#### Belge Bölümü
⟨

• 5530
    sneijder konusunda temkinli olmasında fayda var. sneijder'in açıklamasından olayın çözüldüğü anlamını çıkarmadım ben maalesef.

    gelecek sezon için antremana florya'da başla demişler sneijder de bunu açıklamış. 2 gün önce yönetim, basın 4 yandan kuduz gibi sneijder'e saldırırken bir günde bu kıvama gelmez gibi geliyor bana. sen antremanlara başla durumu sonra değerlendiririz gibi bir anlam çıkardım ben, bilmiyorum.

    kısaca, bu daha başlangıç mücadeleye devam. gelecek sezon için 10 numarayı sneijder'e teslim edene kadar baskı kurmamız gerekiyor.
  • 5531
    dursun özbek ve onu seçen, ibra eden bir genel kurul tarafından sabrı sınanmakta olan kitle. yazık bize yemin ediyorum. bu çapsızlar yüzünden galatasarayı tutmak elinde ateş tutmak gibi birşey oldu. allah'ım bizim de yüzümüzü güldür artık. kurtulalım bu kamburlardan ve galatasaray ile gerçek sahipleri arasındaki tüm setler kalksın.
  • 5533
    ülkede 30 milyona yakın varlar. 1 milyonu futbolla çok ilgili desek (ki daha fazlası ilgilidir) yine birçok avrupa ülkesinin toplam nüfusundan fazla adam galatasaray'ı takip ediyor demektir.

⟩

#### Yapılacaklar
• A. Galatasaray hakkındaki metne göre aşağıdaki soruları yanıtlayın.
(i) Sneijder'e gelecek sezon için antrenmana nerede başlaması söylenmiş?
(ii) Onu seçen ve ibra eden genel kurulla birlikte anılan kişi kimdir?
(iii) Son girdide futbolla çok ilgili olduğu varsayılan kişi sayısı kaç olarak veriliyor?
• B. Galatasaray hakkındaki metni kaldığı yerden sürdürün.

#### Kayıtlı Bilgiler
⟨

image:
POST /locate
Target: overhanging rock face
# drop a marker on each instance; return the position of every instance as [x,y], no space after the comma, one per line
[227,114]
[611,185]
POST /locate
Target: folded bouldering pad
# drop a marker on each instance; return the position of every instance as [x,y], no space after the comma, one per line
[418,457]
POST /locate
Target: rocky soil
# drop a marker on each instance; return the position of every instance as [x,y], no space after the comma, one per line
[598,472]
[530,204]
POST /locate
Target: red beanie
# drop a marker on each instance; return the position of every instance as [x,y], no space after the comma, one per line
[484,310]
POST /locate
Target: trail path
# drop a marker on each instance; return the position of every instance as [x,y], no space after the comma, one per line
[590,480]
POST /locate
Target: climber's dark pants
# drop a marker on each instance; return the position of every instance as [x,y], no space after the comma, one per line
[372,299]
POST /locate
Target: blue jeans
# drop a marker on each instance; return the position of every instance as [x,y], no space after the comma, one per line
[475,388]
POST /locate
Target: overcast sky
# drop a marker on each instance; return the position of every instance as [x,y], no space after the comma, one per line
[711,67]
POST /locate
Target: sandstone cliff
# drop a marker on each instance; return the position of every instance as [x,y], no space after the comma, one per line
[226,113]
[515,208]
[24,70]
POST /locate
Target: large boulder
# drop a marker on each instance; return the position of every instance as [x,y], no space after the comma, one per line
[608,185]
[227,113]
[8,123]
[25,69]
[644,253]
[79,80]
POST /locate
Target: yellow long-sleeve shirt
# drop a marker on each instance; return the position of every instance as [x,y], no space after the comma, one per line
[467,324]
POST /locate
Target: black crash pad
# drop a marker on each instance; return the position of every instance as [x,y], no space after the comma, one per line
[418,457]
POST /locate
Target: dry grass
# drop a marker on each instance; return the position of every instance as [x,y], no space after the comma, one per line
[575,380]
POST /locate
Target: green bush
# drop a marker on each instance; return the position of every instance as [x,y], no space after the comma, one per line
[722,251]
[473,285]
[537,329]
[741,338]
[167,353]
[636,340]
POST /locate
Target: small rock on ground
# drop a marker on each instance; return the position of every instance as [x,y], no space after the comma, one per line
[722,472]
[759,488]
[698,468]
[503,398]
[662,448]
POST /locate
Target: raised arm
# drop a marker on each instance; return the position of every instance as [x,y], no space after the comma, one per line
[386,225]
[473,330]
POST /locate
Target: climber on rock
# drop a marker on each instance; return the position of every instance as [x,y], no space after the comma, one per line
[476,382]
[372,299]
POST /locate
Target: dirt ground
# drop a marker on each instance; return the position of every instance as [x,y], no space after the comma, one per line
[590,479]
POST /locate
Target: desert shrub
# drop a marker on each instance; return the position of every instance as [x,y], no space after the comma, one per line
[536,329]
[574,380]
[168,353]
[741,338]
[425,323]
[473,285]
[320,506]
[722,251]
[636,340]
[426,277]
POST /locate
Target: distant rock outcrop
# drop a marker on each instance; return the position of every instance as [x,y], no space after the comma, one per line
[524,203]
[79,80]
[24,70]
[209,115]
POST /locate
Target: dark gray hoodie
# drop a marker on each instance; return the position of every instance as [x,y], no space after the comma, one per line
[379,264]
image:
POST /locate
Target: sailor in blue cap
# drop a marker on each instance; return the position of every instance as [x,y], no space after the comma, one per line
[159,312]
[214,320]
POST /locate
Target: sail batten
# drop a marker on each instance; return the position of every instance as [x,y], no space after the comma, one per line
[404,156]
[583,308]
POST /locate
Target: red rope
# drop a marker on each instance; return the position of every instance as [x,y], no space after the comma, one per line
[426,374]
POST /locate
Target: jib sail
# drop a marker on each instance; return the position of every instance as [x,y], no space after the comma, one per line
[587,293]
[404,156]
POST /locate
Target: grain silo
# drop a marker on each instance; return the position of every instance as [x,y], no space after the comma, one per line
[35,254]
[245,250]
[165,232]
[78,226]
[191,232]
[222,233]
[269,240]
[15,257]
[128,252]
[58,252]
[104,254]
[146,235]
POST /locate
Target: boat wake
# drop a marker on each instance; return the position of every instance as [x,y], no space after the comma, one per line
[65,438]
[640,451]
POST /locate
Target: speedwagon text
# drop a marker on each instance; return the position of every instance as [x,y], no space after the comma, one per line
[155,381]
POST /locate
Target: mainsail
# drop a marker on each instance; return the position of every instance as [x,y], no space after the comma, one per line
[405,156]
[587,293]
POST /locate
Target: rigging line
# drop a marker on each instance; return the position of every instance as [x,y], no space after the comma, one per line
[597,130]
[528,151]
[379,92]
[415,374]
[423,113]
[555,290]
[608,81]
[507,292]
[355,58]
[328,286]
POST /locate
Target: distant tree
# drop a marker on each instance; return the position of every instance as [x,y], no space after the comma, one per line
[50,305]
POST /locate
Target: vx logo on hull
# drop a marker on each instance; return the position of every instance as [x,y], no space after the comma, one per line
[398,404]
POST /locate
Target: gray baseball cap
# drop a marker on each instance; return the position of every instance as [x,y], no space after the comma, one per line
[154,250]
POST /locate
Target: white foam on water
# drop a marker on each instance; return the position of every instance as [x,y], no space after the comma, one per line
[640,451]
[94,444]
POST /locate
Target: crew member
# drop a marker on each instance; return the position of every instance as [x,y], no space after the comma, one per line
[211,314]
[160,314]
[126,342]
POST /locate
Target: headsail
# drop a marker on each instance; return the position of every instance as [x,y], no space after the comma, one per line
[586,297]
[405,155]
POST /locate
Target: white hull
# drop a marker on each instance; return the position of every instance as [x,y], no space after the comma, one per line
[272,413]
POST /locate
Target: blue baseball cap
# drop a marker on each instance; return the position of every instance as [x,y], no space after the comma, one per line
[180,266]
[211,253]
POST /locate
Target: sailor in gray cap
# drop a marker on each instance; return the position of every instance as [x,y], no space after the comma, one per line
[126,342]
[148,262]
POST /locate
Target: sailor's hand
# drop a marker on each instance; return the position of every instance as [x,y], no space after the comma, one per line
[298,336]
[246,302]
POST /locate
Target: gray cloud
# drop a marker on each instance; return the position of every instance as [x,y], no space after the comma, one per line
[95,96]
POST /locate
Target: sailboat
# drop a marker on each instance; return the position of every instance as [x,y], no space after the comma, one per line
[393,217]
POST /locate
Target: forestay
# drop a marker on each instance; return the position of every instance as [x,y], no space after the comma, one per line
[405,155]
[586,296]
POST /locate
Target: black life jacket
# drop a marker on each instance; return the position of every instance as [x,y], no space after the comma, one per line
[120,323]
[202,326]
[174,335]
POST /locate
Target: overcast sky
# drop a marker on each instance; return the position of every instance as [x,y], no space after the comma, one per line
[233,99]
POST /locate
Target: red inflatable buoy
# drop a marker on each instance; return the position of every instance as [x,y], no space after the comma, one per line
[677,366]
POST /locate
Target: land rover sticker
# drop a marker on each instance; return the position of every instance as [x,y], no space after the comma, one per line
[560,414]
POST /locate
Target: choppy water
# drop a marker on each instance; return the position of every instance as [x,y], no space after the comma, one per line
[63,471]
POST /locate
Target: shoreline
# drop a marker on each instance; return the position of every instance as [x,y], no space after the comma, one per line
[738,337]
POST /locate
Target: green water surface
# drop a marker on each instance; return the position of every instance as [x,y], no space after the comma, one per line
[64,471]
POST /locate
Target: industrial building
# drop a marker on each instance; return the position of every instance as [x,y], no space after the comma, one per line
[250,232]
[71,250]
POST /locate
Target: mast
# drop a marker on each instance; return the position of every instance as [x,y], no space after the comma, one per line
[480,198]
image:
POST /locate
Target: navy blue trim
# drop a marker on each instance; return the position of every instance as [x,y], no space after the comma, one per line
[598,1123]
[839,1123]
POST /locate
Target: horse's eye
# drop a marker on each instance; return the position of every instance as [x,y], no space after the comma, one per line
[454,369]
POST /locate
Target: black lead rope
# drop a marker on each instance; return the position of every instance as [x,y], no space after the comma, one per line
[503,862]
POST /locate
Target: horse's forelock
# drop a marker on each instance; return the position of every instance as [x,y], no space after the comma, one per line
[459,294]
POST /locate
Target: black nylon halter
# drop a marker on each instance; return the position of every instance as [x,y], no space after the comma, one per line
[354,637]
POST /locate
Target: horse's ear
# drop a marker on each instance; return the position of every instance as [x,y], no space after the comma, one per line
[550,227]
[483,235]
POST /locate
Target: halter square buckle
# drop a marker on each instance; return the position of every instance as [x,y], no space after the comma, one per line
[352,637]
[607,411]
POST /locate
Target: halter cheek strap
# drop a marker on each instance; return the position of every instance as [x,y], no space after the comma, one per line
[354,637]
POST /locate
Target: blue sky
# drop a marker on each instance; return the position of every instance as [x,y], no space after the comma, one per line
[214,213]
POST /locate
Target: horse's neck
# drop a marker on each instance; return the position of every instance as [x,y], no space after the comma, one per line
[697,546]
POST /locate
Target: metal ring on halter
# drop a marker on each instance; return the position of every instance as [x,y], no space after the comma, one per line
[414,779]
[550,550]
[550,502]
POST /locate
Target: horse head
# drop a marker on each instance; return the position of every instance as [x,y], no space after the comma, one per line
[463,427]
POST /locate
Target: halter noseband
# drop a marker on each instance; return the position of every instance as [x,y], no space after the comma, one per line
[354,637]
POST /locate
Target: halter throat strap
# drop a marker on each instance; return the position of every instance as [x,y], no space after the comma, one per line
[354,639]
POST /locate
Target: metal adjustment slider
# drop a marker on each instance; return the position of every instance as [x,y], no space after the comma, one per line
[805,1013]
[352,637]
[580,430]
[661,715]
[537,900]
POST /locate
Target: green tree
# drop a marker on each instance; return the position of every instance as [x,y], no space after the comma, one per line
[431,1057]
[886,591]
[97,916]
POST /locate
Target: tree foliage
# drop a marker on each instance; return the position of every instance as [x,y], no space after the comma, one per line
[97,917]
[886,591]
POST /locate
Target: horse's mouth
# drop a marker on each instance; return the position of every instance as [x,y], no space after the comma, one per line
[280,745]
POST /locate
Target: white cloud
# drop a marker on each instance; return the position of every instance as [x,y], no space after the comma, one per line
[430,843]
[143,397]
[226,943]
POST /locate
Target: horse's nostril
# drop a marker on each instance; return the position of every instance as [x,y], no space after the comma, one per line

⟩

#### Görevlere Göre Yanıtlar
• A.
(i) Sneijder'e antrenmana Florya'da başlaması söylenmiş.
(ii) Bu kişi Dursun Özbek'tir.
(iii) Bu sayı 1 milyon olarak veriliyor.

• B.
    iki gün önce yapılan geri zekalılığın sonucunda taraftarın bir kısmının belhanda'yı suçlayacağı, 1 milyon insandan bazısının ise hoş olmayan mesajlar atacağı, küfredeceği falan gayet ön görülebilirdi. böyle bir saçmalık yaşanmaması için gereken belhanda'nın sneijder durumuyla ilgili doğru bilgilendirilmesi ve şu aşamada 10 numarayla ilgili bir beklenti içine sokulmamasıydı. hele hele maçta 10 numarayı vermek gibi bir aptallık asla yapılmamalıydı.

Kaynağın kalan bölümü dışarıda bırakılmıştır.